Requirements: Could you rewrite the data below, swapping "photograph" for "image" wherever it occurs, keeping everything else the same and leaving out the pictures?

Records from a point labeling set

——————————

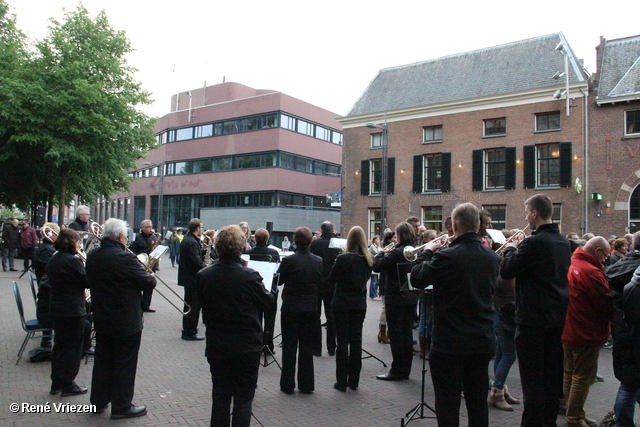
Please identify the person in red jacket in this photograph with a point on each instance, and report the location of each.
(587, 325)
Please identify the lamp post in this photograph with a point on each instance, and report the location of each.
(385, 171)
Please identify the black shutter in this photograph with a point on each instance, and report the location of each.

——————————

In response:
Please identify the person in red jacket in this image with a point on each instance, and report the location of each.
(587, 325)
Please identify the lamp post in this image with a point on each instance, and report the location of each.
(385, 171)
Please identify the black shutter in this image with a point on each instance, and report the location of each.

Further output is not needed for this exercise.